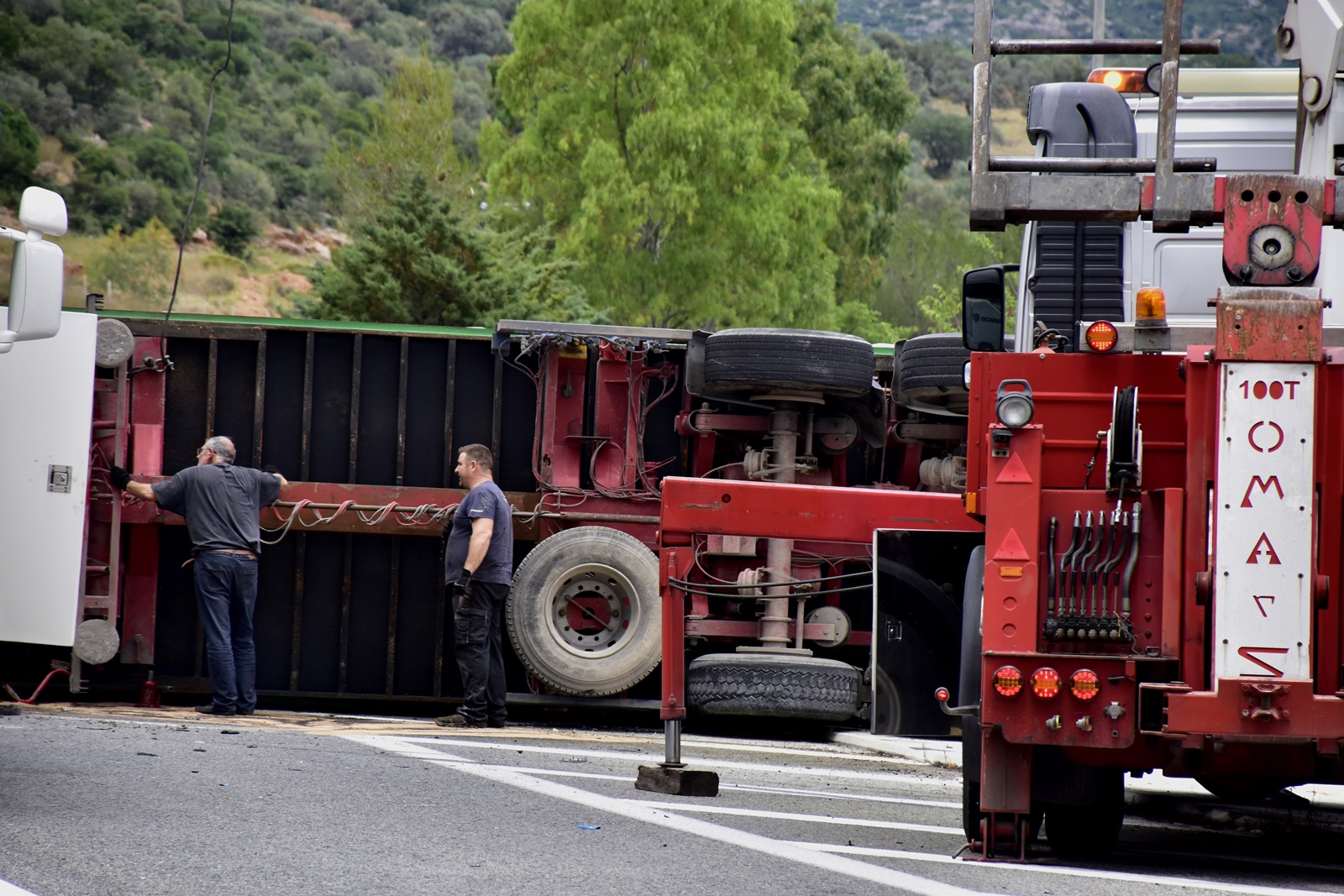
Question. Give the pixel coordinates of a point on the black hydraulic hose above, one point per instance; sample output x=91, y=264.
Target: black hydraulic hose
x=1050, y=566
x=1068, y=558
x=1132, y=562
x=1101, y=550
x=1117, y=551
x=1077, y=566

TASK STATEMENT >> The entries above should be reproduced exactly, without their pictures.

RESULT OF THE TASK >>
Question. Give the pixel coordinates of a point on the black hydraulic hose above, one point per instance; sample output x=91, y=264.
Target: black hydraulic hose
x=1050, y=566
x=1068, y=558
x=1132, y=562
x=1101, y=550
x=1117, y=551
x=1077, y=566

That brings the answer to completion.